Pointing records
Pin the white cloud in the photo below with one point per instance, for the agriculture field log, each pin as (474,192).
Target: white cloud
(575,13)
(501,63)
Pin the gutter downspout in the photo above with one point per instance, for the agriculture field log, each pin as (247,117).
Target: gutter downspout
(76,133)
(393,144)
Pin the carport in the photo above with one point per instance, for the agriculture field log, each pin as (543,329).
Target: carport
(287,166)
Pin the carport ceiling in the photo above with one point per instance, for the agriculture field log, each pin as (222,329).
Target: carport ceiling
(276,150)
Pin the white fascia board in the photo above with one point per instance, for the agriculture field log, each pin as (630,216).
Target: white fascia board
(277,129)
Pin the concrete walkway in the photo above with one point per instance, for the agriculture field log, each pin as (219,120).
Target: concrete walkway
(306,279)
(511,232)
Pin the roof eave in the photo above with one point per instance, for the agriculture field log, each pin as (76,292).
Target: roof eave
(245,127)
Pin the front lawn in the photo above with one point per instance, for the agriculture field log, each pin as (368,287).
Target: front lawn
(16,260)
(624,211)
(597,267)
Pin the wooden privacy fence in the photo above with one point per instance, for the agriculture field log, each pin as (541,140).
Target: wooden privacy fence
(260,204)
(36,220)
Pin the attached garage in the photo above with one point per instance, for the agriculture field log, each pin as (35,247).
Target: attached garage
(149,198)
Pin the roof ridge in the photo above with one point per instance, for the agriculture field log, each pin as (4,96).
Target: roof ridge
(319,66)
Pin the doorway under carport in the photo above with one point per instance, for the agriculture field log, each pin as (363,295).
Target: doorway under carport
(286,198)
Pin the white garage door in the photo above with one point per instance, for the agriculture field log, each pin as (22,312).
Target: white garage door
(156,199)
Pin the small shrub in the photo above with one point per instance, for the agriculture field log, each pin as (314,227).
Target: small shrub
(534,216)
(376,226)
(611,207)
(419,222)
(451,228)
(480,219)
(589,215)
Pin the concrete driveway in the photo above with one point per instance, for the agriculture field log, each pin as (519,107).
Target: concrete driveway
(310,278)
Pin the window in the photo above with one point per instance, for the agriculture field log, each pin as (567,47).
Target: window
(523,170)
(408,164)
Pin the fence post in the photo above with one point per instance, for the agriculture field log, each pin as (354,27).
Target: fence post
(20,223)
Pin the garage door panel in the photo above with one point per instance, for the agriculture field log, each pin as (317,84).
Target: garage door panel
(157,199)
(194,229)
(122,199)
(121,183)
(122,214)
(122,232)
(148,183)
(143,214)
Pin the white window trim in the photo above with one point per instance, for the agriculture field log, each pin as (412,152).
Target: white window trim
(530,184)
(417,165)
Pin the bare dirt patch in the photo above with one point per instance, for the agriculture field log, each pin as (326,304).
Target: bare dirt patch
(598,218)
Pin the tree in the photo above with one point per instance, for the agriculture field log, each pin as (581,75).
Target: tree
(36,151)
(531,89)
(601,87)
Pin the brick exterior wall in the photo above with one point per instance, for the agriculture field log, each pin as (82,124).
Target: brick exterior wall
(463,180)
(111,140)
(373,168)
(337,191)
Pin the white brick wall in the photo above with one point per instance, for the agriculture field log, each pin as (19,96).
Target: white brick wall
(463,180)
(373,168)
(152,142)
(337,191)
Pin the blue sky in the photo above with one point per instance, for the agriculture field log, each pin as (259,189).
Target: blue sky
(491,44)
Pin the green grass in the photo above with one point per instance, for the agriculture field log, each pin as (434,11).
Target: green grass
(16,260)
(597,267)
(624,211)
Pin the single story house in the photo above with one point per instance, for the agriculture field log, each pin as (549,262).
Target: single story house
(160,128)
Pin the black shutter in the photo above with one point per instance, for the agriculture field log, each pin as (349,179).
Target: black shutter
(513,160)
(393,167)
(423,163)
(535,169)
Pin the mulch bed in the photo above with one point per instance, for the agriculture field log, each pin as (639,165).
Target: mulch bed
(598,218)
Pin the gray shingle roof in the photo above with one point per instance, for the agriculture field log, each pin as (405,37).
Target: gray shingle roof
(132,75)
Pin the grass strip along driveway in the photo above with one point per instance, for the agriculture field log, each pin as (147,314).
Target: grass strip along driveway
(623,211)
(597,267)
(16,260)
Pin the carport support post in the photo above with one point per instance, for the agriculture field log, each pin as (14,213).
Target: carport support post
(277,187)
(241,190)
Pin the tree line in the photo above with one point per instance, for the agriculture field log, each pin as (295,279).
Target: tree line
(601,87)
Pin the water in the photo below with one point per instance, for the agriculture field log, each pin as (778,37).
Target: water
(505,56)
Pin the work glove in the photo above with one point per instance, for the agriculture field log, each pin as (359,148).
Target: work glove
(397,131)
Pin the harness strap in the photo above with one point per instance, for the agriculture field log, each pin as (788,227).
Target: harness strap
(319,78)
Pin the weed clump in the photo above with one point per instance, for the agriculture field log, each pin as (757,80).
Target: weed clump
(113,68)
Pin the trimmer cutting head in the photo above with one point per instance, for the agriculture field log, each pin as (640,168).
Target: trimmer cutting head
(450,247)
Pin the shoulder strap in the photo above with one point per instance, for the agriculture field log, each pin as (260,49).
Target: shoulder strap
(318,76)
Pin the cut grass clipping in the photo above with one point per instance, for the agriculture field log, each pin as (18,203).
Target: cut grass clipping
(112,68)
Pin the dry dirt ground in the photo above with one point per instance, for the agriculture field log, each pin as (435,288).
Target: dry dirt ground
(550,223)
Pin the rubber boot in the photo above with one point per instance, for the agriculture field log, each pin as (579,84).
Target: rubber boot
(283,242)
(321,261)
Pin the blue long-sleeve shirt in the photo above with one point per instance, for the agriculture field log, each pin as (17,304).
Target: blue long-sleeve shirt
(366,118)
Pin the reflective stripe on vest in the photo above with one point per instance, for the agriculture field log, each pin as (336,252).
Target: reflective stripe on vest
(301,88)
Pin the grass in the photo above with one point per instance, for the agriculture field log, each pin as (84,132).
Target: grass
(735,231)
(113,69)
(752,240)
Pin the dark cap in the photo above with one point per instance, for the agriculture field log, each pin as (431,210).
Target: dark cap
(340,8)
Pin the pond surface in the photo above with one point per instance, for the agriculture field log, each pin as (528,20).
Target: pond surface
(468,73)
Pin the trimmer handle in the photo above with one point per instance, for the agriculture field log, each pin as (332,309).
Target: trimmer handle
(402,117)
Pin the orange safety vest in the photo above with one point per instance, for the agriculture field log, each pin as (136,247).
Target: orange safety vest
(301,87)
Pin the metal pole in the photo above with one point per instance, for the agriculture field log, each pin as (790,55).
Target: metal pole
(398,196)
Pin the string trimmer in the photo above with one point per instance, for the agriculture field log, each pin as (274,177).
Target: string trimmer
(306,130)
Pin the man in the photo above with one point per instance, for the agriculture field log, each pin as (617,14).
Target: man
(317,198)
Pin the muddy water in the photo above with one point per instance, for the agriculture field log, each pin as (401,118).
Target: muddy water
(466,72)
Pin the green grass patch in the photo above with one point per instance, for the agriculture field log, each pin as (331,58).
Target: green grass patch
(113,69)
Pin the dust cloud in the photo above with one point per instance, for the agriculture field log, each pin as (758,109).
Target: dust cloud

=== Problem to work on ===
Update the records from the line with "Pin the green grass patch" through the end, swapping "dust cloud" for "dirt cloud" and leaving everything else as it is. Return only those lines.

=== Written solution ===
Pin the green grass patch in the photo above with one point per instance, for the agriculture field log, each pin as (331,58).
Target: green grass patch
(113,69)
Pin the dirt cloud in the photo above with one point per instance, for the agriculture field log, each pin as (758,109).
Target: dirt cloud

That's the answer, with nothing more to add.